-- VERSTÄNDNIS PRÜFEN --
1. Nenne alle Stellen im Text zur Ausbreitung der Homo-Population, an denen eine Form von „gesamt“ steht, jeweils zusammen mit dem Nomen, auf das sie sich bezieht.
2. Gib aus dem Text zur Ausbreitung der Homo-Population die Passage von „Ich reduziere meine“ bis „gleichen Grundvoraussetzungen bestehen.“ wortgetreu wieder.

-- SEITENTEXT --
▶

Meine eigene Einschätzung:
Ich bin für eine Kombination aus der "normalen" Expansionstheorie und schubweisen Wanderungen.
Weshalb sollte eine Population übermäßig lange Strecken wandern? Ein solcher Entschluss kann eigentlich nur aufgrund des katastrophalen Wegfalls des bisherigen Lebensraumes gefasst werden. Solche Katastrophen - vornehmlich wohl klimatisch bedingt - fanden mit Sicherheit im Lauf der Jahrtausende mehrmals statt und beschleunigten die Ausbreitung. Aber es dürften Einzelfälle gewesen sein, die, wenngleich natürlich bedeutend, nicht das grundsätzliche Prinzip der Ausbreitung der Homo-Population darstellen dürften.


Ich reduziere meine Überlegungen mit Blick auf Berals Eingangsfrage:

1.
Die Grundvoraussetzungen sind m.E. zu modellhaft. Eine Gleichverteilung der Ressourcen über das gesamte theoretische Ausbreitungsgebiet kann genausowenig angenommen werden wie eine konstante Vermehrungsrate über den gesamten Verlauf und das gesamte Gebiet. Wollte man das Modell tatsächlich derart homogenisieren, dann bleibe nur eine Expansion wie in einer chemischen Diffusion, wo ebenfalls für alle Teilchen exakt die gleichen Grundvoraussetzungen bestehen.

◀

(Erfasste Daten)

▶

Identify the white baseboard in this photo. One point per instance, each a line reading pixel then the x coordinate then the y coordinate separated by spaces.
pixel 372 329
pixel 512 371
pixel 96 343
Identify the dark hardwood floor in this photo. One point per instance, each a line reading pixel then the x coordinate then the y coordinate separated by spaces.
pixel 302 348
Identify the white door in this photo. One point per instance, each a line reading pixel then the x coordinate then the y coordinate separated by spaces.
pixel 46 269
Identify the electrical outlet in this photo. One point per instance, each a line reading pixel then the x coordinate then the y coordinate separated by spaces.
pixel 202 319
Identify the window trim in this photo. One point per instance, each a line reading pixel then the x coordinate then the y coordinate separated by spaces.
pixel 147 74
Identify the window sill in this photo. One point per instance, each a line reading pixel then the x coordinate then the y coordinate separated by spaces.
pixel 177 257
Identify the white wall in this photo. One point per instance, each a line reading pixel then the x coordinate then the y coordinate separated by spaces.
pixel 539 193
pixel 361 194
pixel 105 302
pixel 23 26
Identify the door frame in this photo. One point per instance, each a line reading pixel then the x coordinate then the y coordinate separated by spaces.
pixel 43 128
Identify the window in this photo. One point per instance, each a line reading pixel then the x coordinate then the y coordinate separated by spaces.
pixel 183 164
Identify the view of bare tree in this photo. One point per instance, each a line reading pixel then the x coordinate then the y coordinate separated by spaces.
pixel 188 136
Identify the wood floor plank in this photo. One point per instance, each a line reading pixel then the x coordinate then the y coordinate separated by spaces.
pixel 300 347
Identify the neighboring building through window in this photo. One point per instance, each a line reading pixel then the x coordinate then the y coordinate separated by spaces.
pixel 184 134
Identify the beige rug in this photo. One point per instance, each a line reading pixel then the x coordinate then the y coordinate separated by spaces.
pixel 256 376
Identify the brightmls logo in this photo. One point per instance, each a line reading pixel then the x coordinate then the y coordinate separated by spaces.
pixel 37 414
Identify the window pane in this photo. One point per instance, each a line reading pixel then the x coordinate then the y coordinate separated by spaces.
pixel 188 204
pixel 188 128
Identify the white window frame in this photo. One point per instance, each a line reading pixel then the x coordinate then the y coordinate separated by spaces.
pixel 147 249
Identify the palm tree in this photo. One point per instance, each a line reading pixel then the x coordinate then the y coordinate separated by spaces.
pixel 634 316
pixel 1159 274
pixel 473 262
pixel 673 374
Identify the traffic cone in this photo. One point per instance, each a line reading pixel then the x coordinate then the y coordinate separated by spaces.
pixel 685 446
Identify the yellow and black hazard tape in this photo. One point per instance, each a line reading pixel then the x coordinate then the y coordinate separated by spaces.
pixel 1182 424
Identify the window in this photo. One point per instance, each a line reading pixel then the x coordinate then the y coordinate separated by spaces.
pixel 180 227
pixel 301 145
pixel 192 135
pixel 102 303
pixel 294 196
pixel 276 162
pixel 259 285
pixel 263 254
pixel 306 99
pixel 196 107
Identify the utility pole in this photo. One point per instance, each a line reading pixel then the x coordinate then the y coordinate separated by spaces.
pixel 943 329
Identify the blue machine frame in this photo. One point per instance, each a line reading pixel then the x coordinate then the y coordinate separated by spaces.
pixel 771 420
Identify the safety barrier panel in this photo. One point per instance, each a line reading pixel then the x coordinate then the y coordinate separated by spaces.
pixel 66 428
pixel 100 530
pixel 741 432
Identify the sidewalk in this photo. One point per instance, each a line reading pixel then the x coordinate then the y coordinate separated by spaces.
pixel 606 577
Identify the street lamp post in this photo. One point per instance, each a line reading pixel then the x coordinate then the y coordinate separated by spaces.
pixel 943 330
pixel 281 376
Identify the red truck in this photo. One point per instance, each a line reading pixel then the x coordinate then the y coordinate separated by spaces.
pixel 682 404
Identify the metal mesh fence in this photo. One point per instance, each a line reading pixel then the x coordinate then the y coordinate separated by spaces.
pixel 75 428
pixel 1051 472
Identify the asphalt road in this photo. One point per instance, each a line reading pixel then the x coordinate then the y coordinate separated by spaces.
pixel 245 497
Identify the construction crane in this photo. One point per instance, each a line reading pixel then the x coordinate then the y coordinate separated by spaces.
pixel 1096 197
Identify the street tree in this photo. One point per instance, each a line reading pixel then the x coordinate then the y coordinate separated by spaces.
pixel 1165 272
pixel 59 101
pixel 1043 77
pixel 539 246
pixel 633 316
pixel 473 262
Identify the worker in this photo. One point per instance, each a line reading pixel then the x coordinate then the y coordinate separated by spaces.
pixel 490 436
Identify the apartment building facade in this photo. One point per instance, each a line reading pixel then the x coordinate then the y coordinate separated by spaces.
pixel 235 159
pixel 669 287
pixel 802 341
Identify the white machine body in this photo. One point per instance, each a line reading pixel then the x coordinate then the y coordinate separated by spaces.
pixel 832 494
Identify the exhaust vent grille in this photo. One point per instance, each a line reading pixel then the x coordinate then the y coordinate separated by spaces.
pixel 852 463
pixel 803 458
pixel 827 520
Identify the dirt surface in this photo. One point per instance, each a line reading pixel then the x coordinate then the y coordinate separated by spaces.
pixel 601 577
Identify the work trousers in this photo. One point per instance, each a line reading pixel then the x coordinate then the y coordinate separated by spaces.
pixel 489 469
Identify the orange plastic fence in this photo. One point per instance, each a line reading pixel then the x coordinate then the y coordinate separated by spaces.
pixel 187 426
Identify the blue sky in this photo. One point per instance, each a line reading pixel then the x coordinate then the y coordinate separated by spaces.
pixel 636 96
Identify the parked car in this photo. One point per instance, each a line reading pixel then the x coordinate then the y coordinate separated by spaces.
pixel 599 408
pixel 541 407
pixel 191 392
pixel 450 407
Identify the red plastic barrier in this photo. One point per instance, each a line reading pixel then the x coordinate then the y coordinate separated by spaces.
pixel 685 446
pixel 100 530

◀

-- GELÖSTE AUFGABEN --
1.
- gesamte theoretische Ausbreitungsgebiet
- gesamten Verlauf
- gesamte Gebiet

2.
Ich reduziere meine Überlegungen mit Blick auf Berals Eingangsfrage:

1.
Die Grundvoraussetzungen sind m.E. zu modellhaft. Eine Gleichverteilung der Ressourcen über das gesamte theoretische Ausbreitungsgebiet kann genausowenig angenommen werden wie eine konstante Vermehrungsrate über den gesamten Verlauf und das gesamte Gebiet. Wollte man das Modell tatsächlich derart homogenisieren, dann bleibe nur eine Expansion wie in einer chemischen Diffusion, wo ebenfalls für alle Teilchen exakt die gleichen Grundvoraussetzungen bestehen.